— Stated exercise A —
In the comment thread on marriage and submission below, what term does the first comment adopt for a Christian marriage in place of "male-led"?
— Stated exercise B —
Condense the paragraph of the comment thread on marriage and submission that begins "To answer Psalmist" into a shorter version that keeps its main points.

— Provided text —
Suzanne, I was in an egalitarian marriage and I can intimately tell you that they are not immune from abuse and neglect. It may take a different form, but in the long run, I would rather have had physical abuse - you can point to it and say, "he did this". With emotional abuse, there are no marks.

With your repeated reference to abuse in male-led marriages, I'm going to use a different terminology for a Christian marriage - "complementarian". Equal in worth, status, and love, but with different roles of leadership and helpmeet, as I believe are taught in Scripture.

Many marriages are "male-led" and are not Christian. I do not expect those men who are not Christians to treat their wives as Christians should treat their husbands.

Question: wss the instruction for wives to submit to their husbands a "cultural" thing? Was it a good or bad part of the culture?

 
At Sun Sep 16, 08:18:00 AM, Anonymous Anonymous said...

Question: Are overseers the only ones that should strive for those qualifications, or should they serve as an example?

 
At Sun Sep 16, 08:31:00 AM, Anonymous Anonymous said...

The head:body analogy isn't all that difficult, Ellen. Christ is the head of his body, the church. They are one. A husband is the head of his body, his wife. They are one. A husband and wife can be one.

Actually, the husband and wife ARE one flesh. Not "can be" - they are.

Does the head of a body have jobs that the rest of the body does not have? What might those jobs be (if in fact you believe they exist)?

 
At Sun Sep 16, 09:00:00 AM, Blogger Suzanne McCarthy said...

To answer Psalmist, the passage in question, 1 Peter 2, is clearly an example of a woman submitting to abuse. I think in those days women did stay in abusive relationships, there weren't all that many options. So, remaining in the text, submission, if it is not mutual, is abuse, and yes, slaves, wives, citizens did submit to it as part of their suffering in life.

Ellen blogged about this chapter on her blog so I kept the discussion relevant to that. Maybe that led to a misunderstanding.

— Supplied information —

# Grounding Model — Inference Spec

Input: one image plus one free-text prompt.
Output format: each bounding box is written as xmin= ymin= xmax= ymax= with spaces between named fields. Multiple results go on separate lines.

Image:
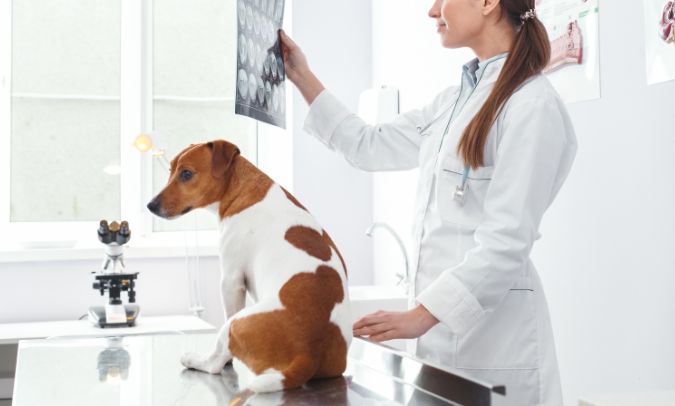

— Written reply A —
Complementarian.

— Written reply B —
In reply to Psalmist: 1 Peter 2 clearly shows a woman submitting to abuse. Women then likely stayed in abusive relationships because they had few options. Within the text, submission that is not mutual is abuse, and slaves, wives, and citizens did submit to it as part of their suffering.